/---

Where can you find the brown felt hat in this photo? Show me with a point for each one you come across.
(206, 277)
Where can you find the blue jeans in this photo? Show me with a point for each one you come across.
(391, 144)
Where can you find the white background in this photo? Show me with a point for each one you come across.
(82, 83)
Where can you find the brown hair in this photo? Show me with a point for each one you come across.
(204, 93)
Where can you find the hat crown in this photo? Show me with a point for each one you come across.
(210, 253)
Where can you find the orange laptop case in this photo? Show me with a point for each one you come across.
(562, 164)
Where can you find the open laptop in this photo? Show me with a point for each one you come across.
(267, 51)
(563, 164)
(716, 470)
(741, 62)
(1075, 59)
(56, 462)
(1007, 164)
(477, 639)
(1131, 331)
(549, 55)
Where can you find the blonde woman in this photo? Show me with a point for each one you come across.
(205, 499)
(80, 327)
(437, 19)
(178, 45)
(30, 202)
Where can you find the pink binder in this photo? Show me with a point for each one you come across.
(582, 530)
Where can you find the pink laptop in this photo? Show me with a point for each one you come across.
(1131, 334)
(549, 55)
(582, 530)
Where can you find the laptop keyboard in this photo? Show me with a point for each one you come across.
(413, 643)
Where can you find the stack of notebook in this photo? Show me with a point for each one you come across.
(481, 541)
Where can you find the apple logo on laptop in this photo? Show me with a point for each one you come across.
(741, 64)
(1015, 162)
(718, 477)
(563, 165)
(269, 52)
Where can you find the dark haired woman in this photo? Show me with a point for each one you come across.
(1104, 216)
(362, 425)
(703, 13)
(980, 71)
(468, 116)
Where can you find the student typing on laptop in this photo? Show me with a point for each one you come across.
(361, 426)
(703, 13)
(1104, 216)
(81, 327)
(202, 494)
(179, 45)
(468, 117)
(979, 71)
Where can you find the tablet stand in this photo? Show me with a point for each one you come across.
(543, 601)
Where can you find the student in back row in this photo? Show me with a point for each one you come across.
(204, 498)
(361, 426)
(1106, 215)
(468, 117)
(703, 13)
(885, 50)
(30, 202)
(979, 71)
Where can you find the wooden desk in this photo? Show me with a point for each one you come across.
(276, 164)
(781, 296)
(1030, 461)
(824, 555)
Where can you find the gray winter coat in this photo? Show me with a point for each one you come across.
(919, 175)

\---

Reproduce every item above word for word, with nothing added or left out.

Where can you find the brown felt hat in this photo? Show me with a point for each one you come across.
(206, 277)
Where can you find the blue jeans in this photo? Show me with a point for each one you come across.
(391, 144)
Where can you find the white background in this photo? Show me with a point for each one you come across.
(82, 83)
Where can you find the brown hair in this photo? Show me with a point for each one you come across.
(204, 93)
Where can you find the hat crown in this photo? Show me with a point for each one you come across.
(210, 253)
Where can you find the orange laptop case in this photo? Show me with a point for each one you come across.
(562, 164)
Where can you find the open laptop in this photo? Show me with a point for each one you come across.
(267, 51)
(563, 164)
(716, 470)
(741, 62)
(1075, 59)
(56, 462)
(1007, 164)
(477, 639)
(1131, 331)
(549, 55)
Where can you find the blonde woman in this photo? Show me with a point for each one you come across.
(205, 499)
(80, 327)
(437, 19)
(178, 45)
(30, 202)
Where can you find the pink binder in this photo? Show me with a point for each one you come across.
(582, 530)
Where can you find the pink laptop in this photo? Show me with a point for each one you come across.
(1131, 334)
(549, 55)
(582, 530)
Where can you find the laptop keyboard in this photo? Show me with a point for each one you come across.
(413, 643)
Where can you find the stack of notebook in this photo? Show me with a point for each one you come across.
(481, 541)
Where can you find the apple logo on laptop in this photo? Show me with a point for each one you come across.
(741, 64)
(1015, 162)
(718, 477)
(563, 165)
(269, 52)
Where can you find the dark haired woman in this photo? Show me with a point for each one you come across.
(1104, 216)
(362, 425)
(703, 13)
(980, 71)
(468, 116)
Where can you find the student typing on laptop in this photo? Show me with a point for each one you come across.
(361, 426)
(703, 13)
(1104, 216)
(81, 327)
(202, 494)
(179, 45)
(468, 117)
(979, 71)
Where can you find the tablet stand in this photo? Show me with a point for each one you come across.
(543, 601)
Where can you find the student in back row in this photo? Show me with a point for each one you come across.
(204, 498)
(361, 426)
(1106, 215)
(468, 117)
(703, 13)
(885, 50)
(30, 202)
(979, 71)
Where can you find the wooden desk in this photo? Show me with a point for each one you come across.
(276, 164)
(781, 296)
(1030, 461)
(824, 555)
Where can you find the gray winter coat in this photo? Show me with a point for each one you come across.
(919, 175)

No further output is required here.